Set problem a
In the thread on the OPT program below, condense the paragraph beginning "In the months after Krumholtz's meeting" into one shorter sentence that keeps its main facts.

**** Page ****

U.S. Tech Workers Profile picture
Dec 30, 2024 16 tweets 5 min read Read on X
🧵You thought the H-1B visa was bad? Wait until you hear about the largest guest worker program killing jobs for new American college grads—the Optional Practical Training (OPT):

• No caps
• Employers get payroll tax exemptions
• No wage requirements

@NumbersUSA explains:
OPT was originally a 1-year work permit for international students graduating from U.S. colleges to gain U.S. work experience to take back to their home countries. It was never meant as a permanent immigration pathway, but rather a short-term opportunity for skill development Image
OPT was intended as a short-term work permit, but it evolved into a tool to secure U.S. jobs and a pathway to for securing long-term work visas like the H-1B. Employers saw OPT workers as desperate, willing to do anything for H-1B sponsorship before their permit expired.
In 2008, Bill Gates lobbied Congress to expand H-1B caps, claiming a tech worker shortage. However, there was significant pushback and it was pointed out that Microsoft was laying off U.S. workers while simultaneously advocating for more foreign labor.
After Bill Gates failed to get Congress to pass an immigration bill expanding H-1B visas, he enlisted lobbyist Jack Krumholtz to devise a plan using the OPT program to bypass the H-1B caps. Image
At a cocktail party, lobbyist Jack Krumholtz met then-DHS Secretary Michael Chertoff under George W. Bush and pitched his proposal to expand the OPT program. He suggested extending its duration beyond 1 year, effectively creating a workaround for H-1B visa caps. Image
In the months after Krumholtz's meeting with Chertoff, universities and the Chamber of Commerce launched a massive lobbying push to extend OPT. Their efforts succeeded! Through administrative regulations, they effectively created a new guest worker program without needing congressional approval.
The new OPT program, called STEM-OPT, allowed international students with STEM degrees to extend their OPT from 1 year to 29 months. This extension gave them more time to work in the U.S. and provided employers with a new pipeline for cheaper compliant labor.

**** Exercise material ****

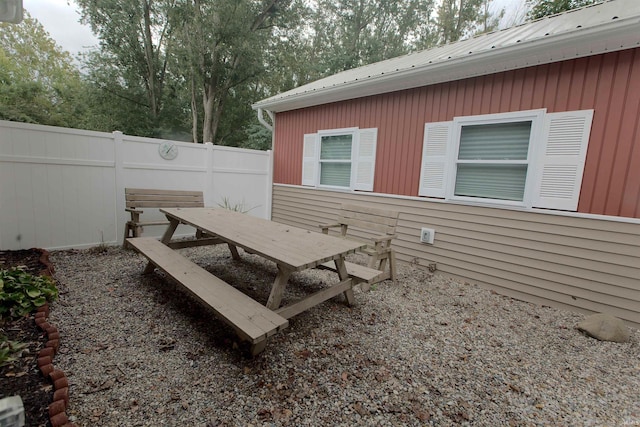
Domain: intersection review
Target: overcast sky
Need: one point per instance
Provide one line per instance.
(61, 20)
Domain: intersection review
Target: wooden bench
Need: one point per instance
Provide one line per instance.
(376, 227)
(136, 198)
(251, 320)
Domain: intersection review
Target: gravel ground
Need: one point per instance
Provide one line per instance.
(427, 351)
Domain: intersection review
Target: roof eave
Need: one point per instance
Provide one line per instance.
(613, 36)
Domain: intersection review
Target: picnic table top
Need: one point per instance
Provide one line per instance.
(288, 246)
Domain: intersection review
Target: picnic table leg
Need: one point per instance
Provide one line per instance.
(234, 251)
(258, 348)
(341, 268)
(278, 288)
(166, 238)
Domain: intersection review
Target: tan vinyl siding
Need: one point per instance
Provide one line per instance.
(576, 263)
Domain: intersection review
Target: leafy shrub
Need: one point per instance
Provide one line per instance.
(21, 292)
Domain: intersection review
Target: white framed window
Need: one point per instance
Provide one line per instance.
(526, 158)
(340, 159)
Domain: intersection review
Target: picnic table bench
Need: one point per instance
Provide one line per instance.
(137, 198)
(251, 320)
(375, 227)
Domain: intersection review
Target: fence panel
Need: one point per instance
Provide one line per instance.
(64, 188)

****

Set problem b
Write out the pointing records above word for word, leaving the pictures out of your answer.

Response a
In the months after Krumholtz met Chertoff, universities and the Chamber of Commerce successfully lobbied to extend OPT, using administrative regulations to create a new guest worker program without congressional approval.

Response b
Domain: intersection review
Target: overcast sky
Need: one point per instance
Provide one line per instance.
(61, 20)
Domain: intersection review
Target: wooden bench
Need: one point per instance
Provide one line per instance.
(376, 227)
(136, 198)
(251, 320)
Domain: intersection review
Target: gravel ground
Need: one point per instance
Provide one line per instance.
(427, 351)
Domain: intersection review
Target: roof eave
Need: one point per instance
Provide one line per instance.
(613, 36)
Domain: intersection review
Target: picnic table top
Need: one point per instance
Provide one line per instance.
(288, 246)
Domain: intersection review
Target: picnic table leg
Need: one point per instance
Provide one line per instance.
(234, 251)
(258, 348)
(341, 268)
(278, 288)
(166, 238)
Domain: intersection review
Target: tan vinyl siding
Need: one point per instance
Provide one line per instance.
(576, 263)
Domain: intersection review
Target: leafy shrub
Need: one point per instance
Provide one line per instance.
(21, 292)
Domain: intersection review
Target: white framed window
Need: one point per instance
Provide one line per instance.
(526, 158)
(340, 159)
Domain: intersection review
Target: picnic table bench
Need: one point per instance
Provide one line per instance.
(137, 198)
(251, 320)
(375, 227)
Domain: intersection review
Target: fence panel
Need: one point per instance
Provide one line per instance.
(64, 188)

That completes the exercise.